## Begin Extracted material

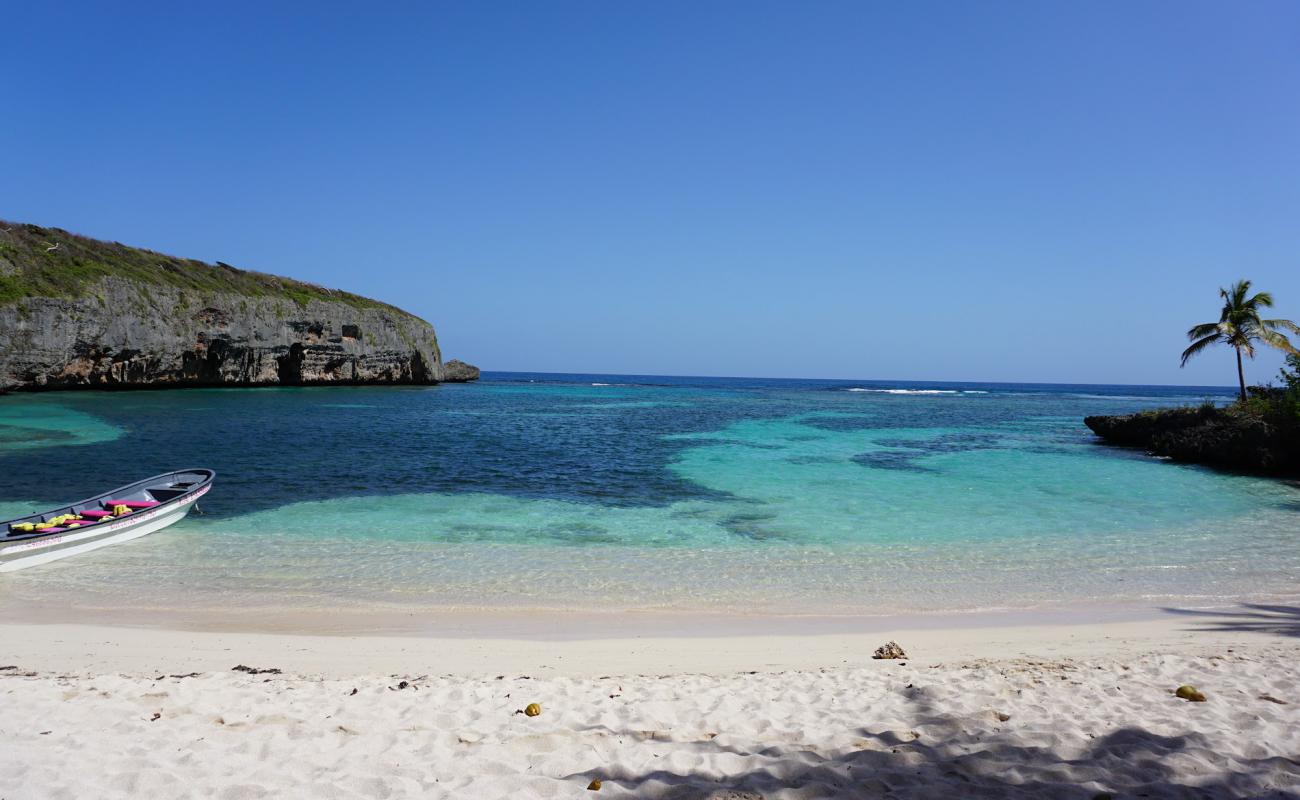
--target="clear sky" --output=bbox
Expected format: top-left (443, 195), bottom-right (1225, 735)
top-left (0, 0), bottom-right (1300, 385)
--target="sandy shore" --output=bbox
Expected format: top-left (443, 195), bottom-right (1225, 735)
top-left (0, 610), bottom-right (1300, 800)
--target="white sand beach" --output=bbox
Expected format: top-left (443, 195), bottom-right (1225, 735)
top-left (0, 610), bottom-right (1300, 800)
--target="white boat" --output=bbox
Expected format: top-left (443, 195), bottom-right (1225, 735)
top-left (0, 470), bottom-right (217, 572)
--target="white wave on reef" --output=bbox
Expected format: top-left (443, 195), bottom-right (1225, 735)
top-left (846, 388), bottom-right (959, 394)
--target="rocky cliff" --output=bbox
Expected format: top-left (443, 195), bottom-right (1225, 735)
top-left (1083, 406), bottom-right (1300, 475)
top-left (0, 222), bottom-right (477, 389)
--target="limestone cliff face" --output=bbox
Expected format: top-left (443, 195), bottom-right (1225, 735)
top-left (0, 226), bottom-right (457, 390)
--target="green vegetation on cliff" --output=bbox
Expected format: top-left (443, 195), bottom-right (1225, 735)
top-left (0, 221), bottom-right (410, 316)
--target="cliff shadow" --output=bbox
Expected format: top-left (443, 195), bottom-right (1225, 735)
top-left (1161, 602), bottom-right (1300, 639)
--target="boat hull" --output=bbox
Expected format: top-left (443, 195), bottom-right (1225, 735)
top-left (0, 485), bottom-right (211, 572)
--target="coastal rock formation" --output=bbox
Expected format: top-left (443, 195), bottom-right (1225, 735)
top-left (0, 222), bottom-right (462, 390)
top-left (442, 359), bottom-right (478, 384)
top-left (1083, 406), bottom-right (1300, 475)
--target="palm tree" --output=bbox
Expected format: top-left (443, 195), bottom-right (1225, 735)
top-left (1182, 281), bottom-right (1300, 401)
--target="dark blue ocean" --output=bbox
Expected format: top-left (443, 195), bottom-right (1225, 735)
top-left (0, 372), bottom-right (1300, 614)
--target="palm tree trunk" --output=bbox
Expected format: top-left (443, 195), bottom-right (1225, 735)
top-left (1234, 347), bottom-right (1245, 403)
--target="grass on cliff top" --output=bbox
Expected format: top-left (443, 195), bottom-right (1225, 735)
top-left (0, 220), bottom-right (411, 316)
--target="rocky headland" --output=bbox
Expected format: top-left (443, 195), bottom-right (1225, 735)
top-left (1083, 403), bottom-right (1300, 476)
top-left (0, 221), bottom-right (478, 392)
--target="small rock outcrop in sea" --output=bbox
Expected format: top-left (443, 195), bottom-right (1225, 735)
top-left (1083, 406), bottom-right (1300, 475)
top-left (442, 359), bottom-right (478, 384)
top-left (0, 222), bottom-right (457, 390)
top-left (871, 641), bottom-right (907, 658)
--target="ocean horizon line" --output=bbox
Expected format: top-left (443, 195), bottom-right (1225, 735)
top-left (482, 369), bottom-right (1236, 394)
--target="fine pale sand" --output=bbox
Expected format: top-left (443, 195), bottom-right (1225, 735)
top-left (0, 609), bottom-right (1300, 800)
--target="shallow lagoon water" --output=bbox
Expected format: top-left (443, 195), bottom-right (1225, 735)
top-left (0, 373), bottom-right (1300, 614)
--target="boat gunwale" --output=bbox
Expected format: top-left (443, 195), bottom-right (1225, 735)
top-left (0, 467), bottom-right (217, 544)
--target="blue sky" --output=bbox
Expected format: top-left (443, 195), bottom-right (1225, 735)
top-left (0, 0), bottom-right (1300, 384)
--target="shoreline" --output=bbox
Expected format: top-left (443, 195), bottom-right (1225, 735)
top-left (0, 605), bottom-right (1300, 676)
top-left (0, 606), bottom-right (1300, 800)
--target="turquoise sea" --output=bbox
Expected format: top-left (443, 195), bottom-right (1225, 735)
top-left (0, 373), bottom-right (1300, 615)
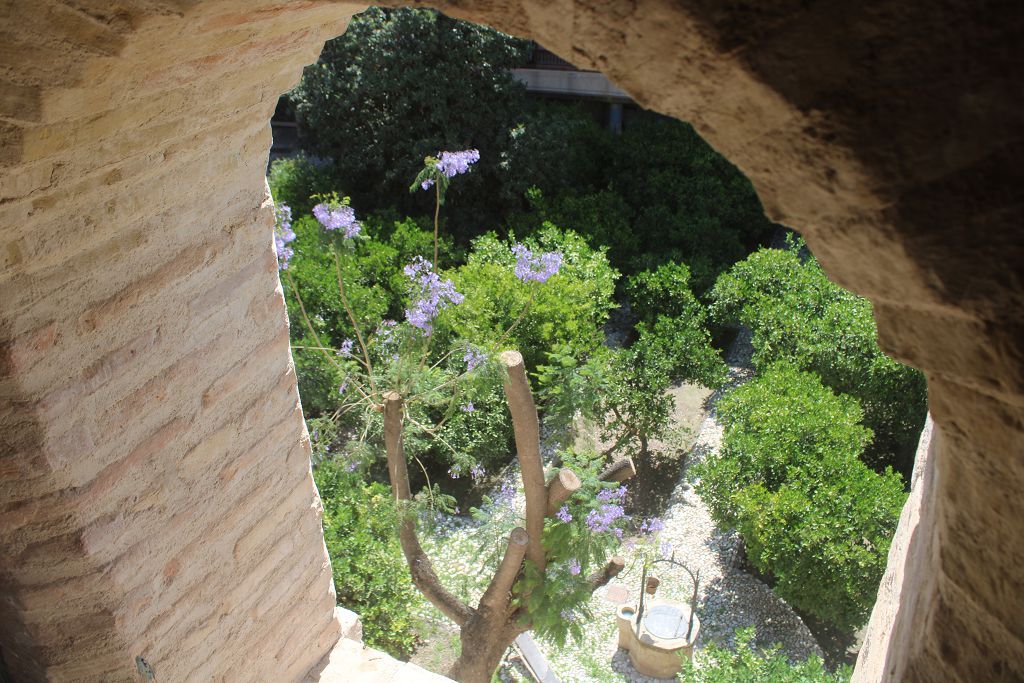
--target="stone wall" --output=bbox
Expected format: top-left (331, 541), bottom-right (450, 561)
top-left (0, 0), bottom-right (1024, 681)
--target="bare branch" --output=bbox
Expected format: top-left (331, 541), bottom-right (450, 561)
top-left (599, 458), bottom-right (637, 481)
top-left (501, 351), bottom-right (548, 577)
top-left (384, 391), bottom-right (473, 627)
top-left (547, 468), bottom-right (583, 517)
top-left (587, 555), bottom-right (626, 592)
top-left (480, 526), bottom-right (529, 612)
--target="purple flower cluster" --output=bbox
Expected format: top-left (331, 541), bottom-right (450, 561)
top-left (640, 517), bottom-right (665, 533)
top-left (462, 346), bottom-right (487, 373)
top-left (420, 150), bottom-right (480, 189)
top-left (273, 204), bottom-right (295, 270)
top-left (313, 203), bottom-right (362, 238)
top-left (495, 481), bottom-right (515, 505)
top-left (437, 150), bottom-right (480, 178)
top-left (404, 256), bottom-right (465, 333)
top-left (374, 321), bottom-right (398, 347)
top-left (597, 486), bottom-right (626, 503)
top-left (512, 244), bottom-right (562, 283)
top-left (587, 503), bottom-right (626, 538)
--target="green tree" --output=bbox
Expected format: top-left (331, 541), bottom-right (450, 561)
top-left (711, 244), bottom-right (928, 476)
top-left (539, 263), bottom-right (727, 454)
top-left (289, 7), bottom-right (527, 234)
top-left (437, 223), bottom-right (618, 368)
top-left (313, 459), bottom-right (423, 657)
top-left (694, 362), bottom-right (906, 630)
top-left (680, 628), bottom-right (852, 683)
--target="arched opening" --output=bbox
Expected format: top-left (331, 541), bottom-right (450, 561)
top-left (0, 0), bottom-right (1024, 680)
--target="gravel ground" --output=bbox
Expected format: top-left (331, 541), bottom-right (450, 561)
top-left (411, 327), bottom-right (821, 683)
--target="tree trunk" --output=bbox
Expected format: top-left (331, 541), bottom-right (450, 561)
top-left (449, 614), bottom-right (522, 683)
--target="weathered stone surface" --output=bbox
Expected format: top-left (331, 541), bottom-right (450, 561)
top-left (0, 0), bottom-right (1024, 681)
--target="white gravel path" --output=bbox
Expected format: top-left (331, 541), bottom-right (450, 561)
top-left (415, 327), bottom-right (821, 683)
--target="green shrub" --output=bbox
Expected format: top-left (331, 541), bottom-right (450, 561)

## End Extracted material

**Goal**. Pick out and copy every line of the data above that contains the string "trunk". Case matters when matching.

**Finished task**.
--target="palm tree trunk" --output=bbox
--target="tree trunk" --output=bbox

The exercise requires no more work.